Reproduce every line of the records below character for character, but omit the pictures.

Stored data entries:
▬▬▬▬▬▬
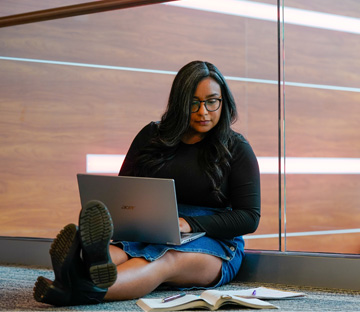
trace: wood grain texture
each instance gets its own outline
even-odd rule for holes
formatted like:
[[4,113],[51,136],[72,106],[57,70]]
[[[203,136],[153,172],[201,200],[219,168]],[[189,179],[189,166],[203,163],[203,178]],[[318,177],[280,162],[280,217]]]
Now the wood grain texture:
[[[320,10],[319,3],[288,5]],[[331,3],[324,11],[349,13]],[[358,8],[357,1],[347,3]],[[24,11],[37,6],[24,5]],[[4,28],[0,55],[167,71],[202,59],[228,77],[276,81],[276,35],[271,22],[154,5]],[[358,88],[358,51],[358,36],[286,25],[286,79]],[[125,154],[136,133],[160,118],[174,76],[5,60],[0,66],[0,235],[55,237],[64,224],[77,223],[76,173],[85,172],[86,154]],[[257,156],[277,156],[277,85],[228,83],[239,111],[234,129]],[[285,91],[287,156],[360,157],[360,93]],[[261,182],[255,234],[274,234],[278,177],[262,175]],[[288,232],[358,228],[359,183],[358,175],[289,175]],[[359,253],[358,242],[358,234],[289,237],[287,246]],[[278,249],[272,238],[246,243]]]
▬▬▬▬▬▬
### OUTPUT FOR THIS TASK
trace: wood grain texture
each instance gets its own outline
even-odd rule for holes
formatted like:
[[4,113],[51,136],[72,106],[57,70]]
[[[203,136],[153,172],[201,200],[219,168]],[[189,179],[189,166],[203,163],[203,178]],[[318,177],[280,162],[280,217]]]
Now the wood grain texture:
[[[320,10],[319,3],[288,5]],[[331,3],[324,11],[349,13]],[[358,8],[357,1],[347,3]],[[24,11],[37,6],[24,5]],[[4,28],[0,55],[167,71],[202,59],[228,77],[276,81],[276,35],[271,22],[154,5]],[[358,88],[358,51],[358,36],[286,25],[286,79]],[[125,154],[136,133],[160,118],[174,76],[5,60],[0,66],[0,235],[55,237],[64,224],[77,223],[76,173],[85,172],[86,154]],[[257,156],[277,156],[277,85],[228,83],[239,111],[234,129]],[[285,91],[287,156],[360,157],[360,93]],[[261,182],[255,234],[274,234],[278,177],[262,175]],[[288,232],[358,228],[359,183],[358,175],[289,175]],[[359,253],[358,242],[358,234],[289,237],[287,246]],[[278,249],[272,238],[246,243]]]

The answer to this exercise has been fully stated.